### GIVEN DATA
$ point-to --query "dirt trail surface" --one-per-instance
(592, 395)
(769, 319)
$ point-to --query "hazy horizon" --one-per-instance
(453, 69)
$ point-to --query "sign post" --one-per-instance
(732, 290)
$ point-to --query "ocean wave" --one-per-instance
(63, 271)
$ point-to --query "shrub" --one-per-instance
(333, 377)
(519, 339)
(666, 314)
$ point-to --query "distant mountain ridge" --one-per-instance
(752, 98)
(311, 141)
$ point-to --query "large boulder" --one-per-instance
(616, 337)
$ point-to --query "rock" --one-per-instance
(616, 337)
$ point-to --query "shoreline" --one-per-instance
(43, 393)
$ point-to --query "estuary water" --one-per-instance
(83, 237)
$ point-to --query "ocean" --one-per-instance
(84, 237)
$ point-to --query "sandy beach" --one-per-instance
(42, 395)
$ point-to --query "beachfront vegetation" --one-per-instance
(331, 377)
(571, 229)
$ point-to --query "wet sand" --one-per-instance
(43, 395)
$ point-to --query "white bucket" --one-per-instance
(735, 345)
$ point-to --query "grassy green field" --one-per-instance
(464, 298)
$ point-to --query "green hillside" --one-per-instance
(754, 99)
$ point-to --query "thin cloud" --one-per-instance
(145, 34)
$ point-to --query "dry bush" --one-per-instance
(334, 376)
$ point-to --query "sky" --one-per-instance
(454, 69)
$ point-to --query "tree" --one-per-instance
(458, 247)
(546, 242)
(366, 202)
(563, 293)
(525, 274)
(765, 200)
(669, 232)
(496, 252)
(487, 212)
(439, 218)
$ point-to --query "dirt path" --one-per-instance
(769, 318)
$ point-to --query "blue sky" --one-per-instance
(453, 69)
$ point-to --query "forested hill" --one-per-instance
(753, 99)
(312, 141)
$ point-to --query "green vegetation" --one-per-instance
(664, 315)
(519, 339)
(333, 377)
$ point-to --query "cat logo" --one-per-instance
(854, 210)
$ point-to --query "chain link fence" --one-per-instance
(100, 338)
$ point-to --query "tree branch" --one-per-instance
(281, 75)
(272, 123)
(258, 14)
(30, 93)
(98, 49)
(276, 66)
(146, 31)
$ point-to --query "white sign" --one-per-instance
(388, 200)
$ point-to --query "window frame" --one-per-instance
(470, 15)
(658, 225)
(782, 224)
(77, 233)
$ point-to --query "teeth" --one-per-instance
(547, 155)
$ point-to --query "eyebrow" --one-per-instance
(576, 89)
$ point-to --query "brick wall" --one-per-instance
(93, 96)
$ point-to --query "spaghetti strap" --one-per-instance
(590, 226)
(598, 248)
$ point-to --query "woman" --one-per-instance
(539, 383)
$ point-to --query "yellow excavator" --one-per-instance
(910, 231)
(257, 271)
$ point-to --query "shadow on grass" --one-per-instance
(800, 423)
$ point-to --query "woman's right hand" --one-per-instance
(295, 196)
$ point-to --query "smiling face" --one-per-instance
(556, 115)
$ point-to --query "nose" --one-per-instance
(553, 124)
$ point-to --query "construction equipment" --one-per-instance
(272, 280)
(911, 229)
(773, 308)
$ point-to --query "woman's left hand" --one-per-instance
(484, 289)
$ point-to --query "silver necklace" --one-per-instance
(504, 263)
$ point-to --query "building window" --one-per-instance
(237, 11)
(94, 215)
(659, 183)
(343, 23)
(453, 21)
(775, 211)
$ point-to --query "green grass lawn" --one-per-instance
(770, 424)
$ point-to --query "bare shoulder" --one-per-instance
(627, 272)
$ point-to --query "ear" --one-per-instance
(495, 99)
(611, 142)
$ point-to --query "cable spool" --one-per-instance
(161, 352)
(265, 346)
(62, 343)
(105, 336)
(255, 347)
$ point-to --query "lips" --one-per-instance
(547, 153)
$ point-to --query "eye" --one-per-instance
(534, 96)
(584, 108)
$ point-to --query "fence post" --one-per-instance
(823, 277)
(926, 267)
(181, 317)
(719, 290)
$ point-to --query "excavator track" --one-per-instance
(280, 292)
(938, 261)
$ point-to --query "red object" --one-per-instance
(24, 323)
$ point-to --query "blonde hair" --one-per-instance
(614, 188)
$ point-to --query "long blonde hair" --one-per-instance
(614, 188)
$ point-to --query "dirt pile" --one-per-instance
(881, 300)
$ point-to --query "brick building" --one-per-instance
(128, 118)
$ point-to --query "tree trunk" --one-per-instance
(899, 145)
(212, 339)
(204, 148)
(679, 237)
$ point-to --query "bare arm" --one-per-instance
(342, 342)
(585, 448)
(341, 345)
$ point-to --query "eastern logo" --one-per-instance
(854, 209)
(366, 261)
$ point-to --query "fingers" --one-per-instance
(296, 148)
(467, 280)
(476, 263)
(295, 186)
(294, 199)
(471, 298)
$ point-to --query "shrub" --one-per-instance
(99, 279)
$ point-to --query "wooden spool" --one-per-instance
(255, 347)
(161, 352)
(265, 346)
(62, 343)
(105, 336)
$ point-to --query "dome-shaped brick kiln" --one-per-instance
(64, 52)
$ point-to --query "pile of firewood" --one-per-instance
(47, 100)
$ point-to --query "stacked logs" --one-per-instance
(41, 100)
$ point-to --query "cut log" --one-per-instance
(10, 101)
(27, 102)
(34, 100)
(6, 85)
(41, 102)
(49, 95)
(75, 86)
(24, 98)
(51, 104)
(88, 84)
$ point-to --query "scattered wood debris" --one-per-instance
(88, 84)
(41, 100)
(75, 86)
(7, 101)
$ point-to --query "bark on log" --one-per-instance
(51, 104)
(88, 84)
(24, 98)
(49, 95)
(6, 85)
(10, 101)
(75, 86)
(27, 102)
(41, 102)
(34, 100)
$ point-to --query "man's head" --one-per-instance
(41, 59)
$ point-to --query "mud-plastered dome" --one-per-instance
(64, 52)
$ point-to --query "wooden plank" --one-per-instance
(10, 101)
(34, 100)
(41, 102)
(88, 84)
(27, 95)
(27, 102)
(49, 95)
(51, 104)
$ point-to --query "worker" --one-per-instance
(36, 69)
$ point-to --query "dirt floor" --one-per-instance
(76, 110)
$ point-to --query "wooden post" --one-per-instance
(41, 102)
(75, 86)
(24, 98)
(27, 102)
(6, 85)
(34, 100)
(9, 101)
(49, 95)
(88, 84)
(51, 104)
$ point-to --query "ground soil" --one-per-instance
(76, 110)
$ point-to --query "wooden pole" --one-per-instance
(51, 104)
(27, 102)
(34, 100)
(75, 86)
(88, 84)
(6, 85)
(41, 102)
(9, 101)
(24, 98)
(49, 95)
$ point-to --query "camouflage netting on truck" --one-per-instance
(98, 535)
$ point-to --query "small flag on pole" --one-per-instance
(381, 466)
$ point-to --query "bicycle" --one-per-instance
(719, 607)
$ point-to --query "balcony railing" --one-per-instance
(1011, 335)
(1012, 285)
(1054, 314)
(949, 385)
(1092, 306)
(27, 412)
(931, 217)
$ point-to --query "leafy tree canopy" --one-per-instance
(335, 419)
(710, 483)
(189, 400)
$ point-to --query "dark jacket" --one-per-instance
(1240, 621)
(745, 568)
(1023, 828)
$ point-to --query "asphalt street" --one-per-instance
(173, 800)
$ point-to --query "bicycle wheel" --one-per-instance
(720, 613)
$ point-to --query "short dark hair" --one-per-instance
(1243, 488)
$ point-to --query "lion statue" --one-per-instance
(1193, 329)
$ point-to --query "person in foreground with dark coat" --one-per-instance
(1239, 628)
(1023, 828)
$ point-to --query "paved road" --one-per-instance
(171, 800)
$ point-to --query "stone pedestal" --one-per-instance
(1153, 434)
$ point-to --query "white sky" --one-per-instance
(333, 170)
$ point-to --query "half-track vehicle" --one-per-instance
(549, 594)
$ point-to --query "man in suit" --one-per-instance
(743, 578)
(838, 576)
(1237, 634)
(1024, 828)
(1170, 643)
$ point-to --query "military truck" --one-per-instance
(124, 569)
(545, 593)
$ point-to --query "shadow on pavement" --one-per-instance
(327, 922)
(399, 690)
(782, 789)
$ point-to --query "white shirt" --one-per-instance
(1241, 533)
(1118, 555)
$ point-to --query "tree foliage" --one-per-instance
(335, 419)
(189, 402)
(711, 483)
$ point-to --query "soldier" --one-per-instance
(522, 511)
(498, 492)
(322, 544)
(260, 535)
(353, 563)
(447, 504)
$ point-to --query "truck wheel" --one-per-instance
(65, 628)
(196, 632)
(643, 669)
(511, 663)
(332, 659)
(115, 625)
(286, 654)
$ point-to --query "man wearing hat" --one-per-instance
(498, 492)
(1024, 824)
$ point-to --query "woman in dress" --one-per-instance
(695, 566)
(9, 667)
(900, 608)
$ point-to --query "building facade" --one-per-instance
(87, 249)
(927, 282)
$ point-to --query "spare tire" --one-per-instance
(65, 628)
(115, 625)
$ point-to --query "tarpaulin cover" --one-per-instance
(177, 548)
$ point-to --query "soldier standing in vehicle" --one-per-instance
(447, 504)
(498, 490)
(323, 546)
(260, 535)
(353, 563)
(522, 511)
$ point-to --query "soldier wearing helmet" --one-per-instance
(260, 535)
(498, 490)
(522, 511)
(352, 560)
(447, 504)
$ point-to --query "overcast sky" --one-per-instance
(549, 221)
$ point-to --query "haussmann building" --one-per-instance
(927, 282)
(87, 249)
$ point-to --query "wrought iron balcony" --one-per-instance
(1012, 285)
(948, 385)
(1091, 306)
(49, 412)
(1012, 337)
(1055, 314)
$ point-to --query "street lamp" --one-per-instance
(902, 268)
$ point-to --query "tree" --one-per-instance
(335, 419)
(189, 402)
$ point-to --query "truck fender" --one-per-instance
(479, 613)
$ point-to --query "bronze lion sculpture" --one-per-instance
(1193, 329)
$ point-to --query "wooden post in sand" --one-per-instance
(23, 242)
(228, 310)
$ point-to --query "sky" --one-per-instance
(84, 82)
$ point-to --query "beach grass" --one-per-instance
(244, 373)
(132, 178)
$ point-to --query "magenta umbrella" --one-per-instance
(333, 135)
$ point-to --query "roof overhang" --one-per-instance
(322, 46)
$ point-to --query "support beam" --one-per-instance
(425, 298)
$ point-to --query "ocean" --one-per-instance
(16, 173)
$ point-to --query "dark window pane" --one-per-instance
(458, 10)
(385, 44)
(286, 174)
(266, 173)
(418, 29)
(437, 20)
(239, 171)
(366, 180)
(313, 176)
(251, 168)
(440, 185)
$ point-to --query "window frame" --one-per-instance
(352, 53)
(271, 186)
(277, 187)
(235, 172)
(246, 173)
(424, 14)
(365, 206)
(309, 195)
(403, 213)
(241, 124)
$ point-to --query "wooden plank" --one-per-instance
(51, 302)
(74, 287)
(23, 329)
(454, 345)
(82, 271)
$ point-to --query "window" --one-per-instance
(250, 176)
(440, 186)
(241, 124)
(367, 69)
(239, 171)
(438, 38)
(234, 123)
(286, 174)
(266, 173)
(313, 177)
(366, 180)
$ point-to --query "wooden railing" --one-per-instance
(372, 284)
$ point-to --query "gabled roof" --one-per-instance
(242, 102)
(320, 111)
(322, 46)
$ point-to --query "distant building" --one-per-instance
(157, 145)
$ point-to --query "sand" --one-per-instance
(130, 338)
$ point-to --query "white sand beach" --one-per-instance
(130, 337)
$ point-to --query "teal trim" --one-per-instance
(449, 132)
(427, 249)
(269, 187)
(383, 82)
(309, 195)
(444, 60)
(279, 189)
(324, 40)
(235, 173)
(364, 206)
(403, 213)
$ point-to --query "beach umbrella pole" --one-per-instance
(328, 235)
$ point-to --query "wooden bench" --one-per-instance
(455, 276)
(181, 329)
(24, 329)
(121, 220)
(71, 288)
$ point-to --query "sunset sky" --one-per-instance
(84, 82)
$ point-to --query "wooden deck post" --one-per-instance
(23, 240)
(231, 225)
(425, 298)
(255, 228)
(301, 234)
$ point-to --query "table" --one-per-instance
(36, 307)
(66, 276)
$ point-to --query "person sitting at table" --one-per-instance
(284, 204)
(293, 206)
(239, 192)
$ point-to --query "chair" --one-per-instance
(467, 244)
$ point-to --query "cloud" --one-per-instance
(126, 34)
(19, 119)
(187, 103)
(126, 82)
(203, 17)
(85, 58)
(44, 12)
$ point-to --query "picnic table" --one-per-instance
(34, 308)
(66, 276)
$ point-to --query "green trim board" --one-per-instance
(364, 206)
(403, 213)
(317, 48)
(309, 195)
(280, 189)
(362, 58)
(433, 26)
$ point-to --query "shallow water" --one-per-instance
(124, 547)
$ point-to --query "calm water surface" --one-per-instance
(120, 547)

### GIVEN EXERCISE
Select each line in the items above that contains the word "street".

### WRITTEN RESPONSE
$ point-to --query "asphalt street" --one-per-instance
$ point-to --query "street lamp" --one-per-instance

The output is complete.